Part of a data file —

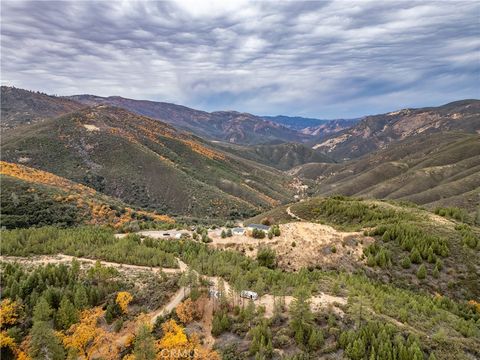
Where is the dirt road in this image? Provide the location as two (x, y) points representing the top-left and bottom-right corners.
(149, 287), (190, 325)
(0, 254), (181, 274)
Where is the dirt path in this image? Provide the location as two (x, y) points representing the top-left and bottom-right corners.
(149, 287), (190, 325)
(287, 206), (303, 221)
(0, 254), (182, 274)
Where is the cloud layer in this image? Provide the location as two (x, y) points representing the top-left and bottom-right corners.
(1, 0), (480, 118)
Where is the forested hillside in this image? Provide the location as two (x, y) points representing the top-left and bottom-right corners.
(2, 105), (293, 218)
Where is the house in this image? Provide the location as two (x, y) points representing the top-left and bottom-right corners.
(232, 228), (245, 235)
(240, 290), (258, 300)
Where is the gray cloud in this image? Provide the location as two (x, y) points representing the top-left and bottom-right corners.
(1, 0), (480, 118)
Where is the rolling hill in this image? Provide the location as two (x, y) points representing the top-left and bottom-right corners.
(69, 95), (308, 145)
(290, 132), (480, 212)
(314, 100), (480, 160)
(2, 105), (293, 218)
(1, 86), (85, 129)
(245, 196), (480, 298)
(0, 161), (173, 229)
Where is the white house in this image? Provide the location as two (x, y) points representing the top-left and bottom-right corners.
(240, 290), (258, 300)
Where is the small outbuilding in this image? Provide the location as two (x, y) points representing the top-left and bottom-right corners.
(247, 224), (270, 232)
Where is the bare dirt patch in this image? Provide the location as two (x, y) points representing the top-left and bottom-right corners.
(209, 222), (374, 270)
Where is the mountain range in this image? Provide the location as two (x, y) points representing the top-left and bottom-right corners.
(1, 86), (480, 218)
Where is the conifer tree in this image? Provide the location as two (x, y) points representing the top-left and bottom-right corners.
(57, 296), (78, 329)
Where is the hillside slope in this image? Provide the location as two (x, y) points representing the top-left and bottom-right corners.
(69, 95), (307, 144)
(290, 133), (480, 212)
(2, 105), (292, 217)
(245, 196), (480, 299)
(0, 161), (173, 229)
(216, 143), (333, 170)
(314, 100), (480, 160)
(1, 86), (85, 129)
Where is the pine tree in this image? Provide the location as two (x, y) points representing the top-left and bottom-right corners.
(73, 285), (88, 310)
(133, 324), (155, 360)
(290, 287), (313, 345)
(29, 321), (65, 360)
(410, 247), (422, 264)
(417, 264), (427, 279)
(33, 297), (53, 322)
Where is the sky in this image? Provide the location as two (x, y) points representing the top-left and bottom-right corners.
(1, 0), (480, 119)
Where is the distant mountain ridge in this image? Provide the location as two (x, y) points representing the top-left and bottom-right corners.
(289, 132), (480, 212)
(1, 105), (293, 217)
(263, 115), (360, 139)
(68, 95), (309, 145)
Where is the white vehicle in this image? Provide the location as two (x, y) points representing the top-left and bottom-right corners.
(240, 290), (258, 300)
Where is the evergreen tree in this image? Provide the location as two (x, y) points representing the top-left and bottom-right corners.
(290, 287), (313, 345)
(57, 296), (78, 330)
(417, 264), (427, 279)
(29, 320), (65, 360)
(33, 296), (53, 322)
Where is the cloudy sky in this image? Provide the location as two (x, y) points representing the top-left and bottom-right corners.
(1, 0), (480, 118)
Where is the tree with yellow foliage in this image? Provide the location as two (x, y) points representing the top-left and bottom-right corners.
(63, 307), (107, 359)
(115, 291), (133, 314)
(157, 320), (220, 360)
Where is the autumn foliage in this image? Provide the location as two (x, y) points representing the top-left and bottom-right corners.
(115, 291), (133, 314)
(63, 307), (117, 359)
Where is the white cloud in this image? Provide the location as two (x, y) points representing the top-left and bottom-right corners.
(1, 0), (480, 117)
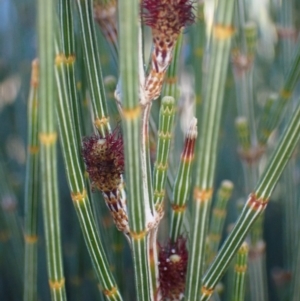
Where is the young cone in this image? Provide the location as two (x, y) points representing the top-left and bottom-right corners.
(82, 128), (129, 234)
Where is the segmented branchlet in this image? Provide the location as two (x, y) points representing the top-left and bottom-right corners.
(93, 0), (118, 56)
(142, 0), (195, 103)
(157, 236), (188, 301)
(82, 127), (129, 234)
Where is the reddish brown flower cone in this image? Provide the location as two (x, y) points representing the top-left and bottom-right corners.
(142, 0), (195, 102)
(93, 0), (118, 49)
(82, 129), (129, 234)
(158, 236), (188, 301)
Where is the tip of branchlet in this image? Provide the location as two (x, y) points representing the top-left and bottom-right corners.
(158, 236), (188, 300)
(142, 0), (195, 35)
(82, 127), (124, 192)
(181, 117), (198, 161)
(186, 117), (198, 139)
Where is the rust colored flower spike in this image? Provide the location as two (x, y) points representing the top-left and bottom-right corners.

Exercise instructions — Write out every item again, swapping "Provide the location" for "Give the location" and changing nothing else. Leave out the pictures.

Reply —
Where is the dirt road in this image? Give the location as two (x, y) points representing the top-left and bottom-right corners.
(149, 287), (190, 325)
(0, 254), (181, 274)
Where is the dirt path in this image? Give the location as two (x, y) points representing the top-left and bottom-right corners.
(149, 287), (190, 325)
(287, 206), (303, 221)
(0, 254), (182, 274)
Where is the cloud layer in this image? Give the location as two (x, y) points representing the top-left and bottom-right corners.
(1, 0), (480, 118)
Where is the forested hillside in this image? Give the location as two (x, y) points representing the top-left and bottom-right corners.
(2, 105), (293, 218)
Where is the house in this image? Give the location as two (x, y) points representing the top-left and bottom-right corners.
(232, 228), (245, 235)
(240, 290), (258, 300)
Where is the gray cloud in this image? Give the location as two (x, y) points representing the top-left and bottom-right corners.
(1, 0), (480, 118)
Where is the rolling hill in this image? Give the location as two (x, y) points representing the top-left and bottom-right corners.
(69, 95), (308, 145)
(290, 132), (480, 212)
(314, 100), (480, 160)
(2, 105), (293, 218)
(1, 86), (85, 129)
(245, 196), (480, 298)
(0, 161), (173, 229)
Where is the white house in this image? Give the location as two (x, y) points representing the top-left and bottom-right corners.
(240, 290), (258, 300)
Where is the small outbuilding in this image? Give the location as two (x, y) points representing the top-left and bottom-right corners.
(247, 224), (270, 232)
Where is the bare dirt patch in this image? Give the location as two (x, y) points representing the top-left and bottom-right corners.
(209, 222), (374, 270)
Where is the mountain range in this image? Give the location as two (x, y) points representing the top-left and bottom-right corners.
(1, 86), (480, 218)
Where is the conifer tree in this image? Give the location as two (x, y) points representing the top-left and bottom-right corners.
(57, 296), (78, 329)
Where is the hillside slope in this image? Give the location as two (x, y) points representing the top-left and bottom-right corners.
(69, 95), (307, 144)
(290, 133), (480, 212)
(2, 105), (292, 217)
(245, 196), (480, 299)
(0, 161), (173, 229)
(216, 143), (333, 170)
(314, 100), (480, 160)
(1, 86), (85, 129)
Where is the pine tree in this image? Give the location as two (x, y) points representing the top-left and bottom-right corners.
(73, 285), (88, 310)
(133, 324), (155, 360)
(290, 287), (313, 345)
(29, 321), (65, 360)
(410, 247), (422, 264)
(417, 264), (427, 279)
(33, 297), (53, 322)
Where is the sky in this image? Give the location as two (x, y) points representing the top-left and bottom-right corners.
(1, 0), (480, 119)
Where is the distant mountain ridge in this image? Give the location as two (x, y) points representing the top-left and bottom-right corners.
(289, 132), (480, 212)
(1, 105), (293, 217)
(263, 115), (360, 139)
(68, 95), (309, 145)
Where is the white vehicle in this image? Give the location as two (x, y) points representing the top-left and bottom-right corners.
(240, 290), (258, 300)
Where is the evergreen tree in this image? Give the location as two (x, y) points representing the top-left and bottom-right corners.
(290, 287), (313, 345)
(57, 296), (78, 330)
(417, 264), (427, 279)
(29, 320), (65, 360)
(33, 296), (53, 322)
Where is the cloudy sky in this image? Give the location as two (x, y) points representing the top-left and bottom-right corners.
(1, 0), (480, 118)
Where is the tree with yellow foliage in this image? Give the location as two (x, y) points representing the top-left and bottom-right corners.
(63, 307), (107, 359)
(115, 291), (133, 314)
(157, 320), (220, 360)
Where is the autumn foliage in this image? Give the location as two (x, y) points representing the top-left and bottom-right corners.
(115, 291), (133, 314)
(63, 307), (117, 359)
Where is the white cloud in this image? Give the location as two (x, y) points representing the top-left and bottom-right corners.
(1, 0), (480, 117)
Where is the young cone in this image? Give the location as two (x, y) points representing the top-left and bottom-right corners.
(82, 128), (129, 234)
Where is the segmented branchlet in this image? Give the location as two (x, y) points representing the top-left and bottom-right corners.
(93, 0), (118, 56)
(142, 0), (195, 103)
(157, 236), (188, 301)
(82, 127), (129, 234)
Where is the reddish brown flower cone in this image? Give the location as two (x, y) points representing the top-left and bottom-right corners.
(142, 0), (195, 102)
(93, 0), (118, 49)
(82, 129), (129, 234)
(158, 236), (188, 301)
Where is the tip of branchlet in this image? Give the location as two (x, y) points representing the top-left and bottom-right corners.
(158, 236), (188, 300)
(142, 0), (195, 35)
(82, 127), (124, 192)
(181, 117), (198, 161)
(186, 117), (198, 139)
Where is the rust colored flower spike in this image? Give the location as two (x, y) points representing the top-left and bottom-right corners.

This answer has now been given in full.